| Listed records |

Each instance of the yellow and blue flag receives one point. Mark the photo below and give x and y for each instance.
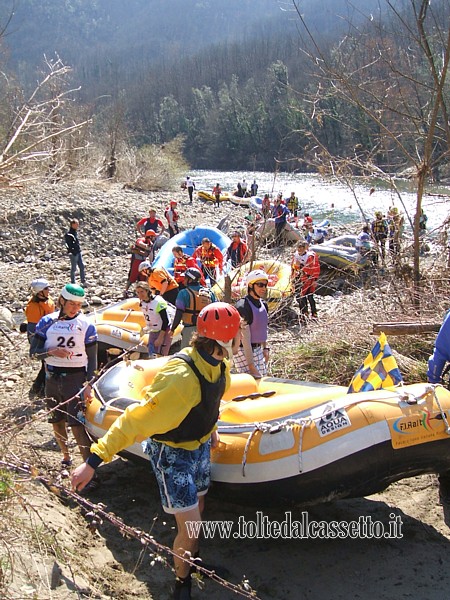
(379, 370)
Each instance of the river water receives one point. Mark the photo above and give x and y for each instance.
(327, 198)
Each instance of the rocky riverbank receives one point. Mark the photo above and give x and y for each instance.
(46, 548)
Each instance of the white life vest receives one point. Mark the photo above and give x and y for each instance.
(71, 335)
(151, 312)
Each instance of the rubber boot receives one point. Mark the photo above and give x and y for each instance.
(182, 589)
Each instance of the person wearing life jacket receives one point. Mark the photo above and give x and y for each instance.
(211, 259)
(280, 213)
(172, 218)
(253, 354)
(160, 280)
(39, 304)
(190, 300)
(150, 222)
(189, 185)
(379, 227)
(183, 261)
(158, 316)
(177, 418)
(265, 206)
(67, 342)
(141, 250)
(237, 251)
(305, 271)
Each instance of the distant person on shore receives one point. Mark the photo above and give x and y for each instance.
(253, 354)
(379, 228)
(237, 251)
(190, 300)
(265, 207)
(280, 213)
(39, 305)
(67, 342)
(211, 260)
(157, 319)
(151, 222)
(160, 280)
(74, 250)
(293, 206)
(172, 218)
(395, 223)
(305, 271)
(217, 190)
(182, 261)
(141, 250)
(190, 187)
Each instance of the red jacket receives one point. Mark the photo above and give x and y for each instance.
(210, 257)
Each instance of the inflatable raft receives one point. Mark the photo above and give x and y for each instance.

| Work to do |
Give all of the data above as a numbered list, one line per item, with blank lines and the picture omitted.

| Answer |
1. Each instance of the yellow and blue flag receives one point. Mark the photo below and give x and y for each instance.
2. (379, 370)
3. Each instance of the river water receives one point. Mark the photo above and give x and y for each instance.
4. (327, 198)
5. Each instance of the rocky riverbank receives one point. Mark the photo above and give x and y for each instance.
6. (46, 548)
7. Each instance of the white life vest receives one point. Mark the photo above and give x and y for each instance.
8. (71, 335)
9. (151, 312)
10. Each instance of the rubber boot receives one point. Mark the photo above and give x and y for each instance.
11. (182, 589)
12. Each instance of the person wearing life jacket receives one point. Mark the photo above and give x and y for each instance.
13. (211, 259)
14. (280, 213)
15. (172, 218)
16. (253, 354)
17. (160, 280)
18. (39, 304)
19. (190, 300)
20. (150, 222)
21. (189, 185)
22. (379, 227)
23. (183, 261)
24. (158, 316)
25. (177, 418)
26. (265, 206)
27. (67, 342)
28. (141, 250)
29. (237, 251)
30. (305, 271)
31. Each instance of the distant person on shore receives one point. Mark the photo above and give x and y for each instance.
32. (253, 354)
33. (379, 228)
34. (237, 251)
35. (190, 300)
36. (265, 207)
37. (280, 213)
38. (39, 305)
39. (67, 342)
40. (211, 260)
41. (157, 319)
42. (151, 222)
43. (160, 280)
44. (74, 250)
45. (293, 206)
46. (172, 218)
47. (395, 223)
48. (305, 271)
49. (217, 190)
50. (182, 261)
51. (141, 250)
52. (190, 187)
53. Each instance of the red jacket receives one point. Mark the photo above and give x and y for each instance.
54. (210, 257)
55. Each instance of the inflatable raft receives one point. Mark the photo above and give x and y for each instance.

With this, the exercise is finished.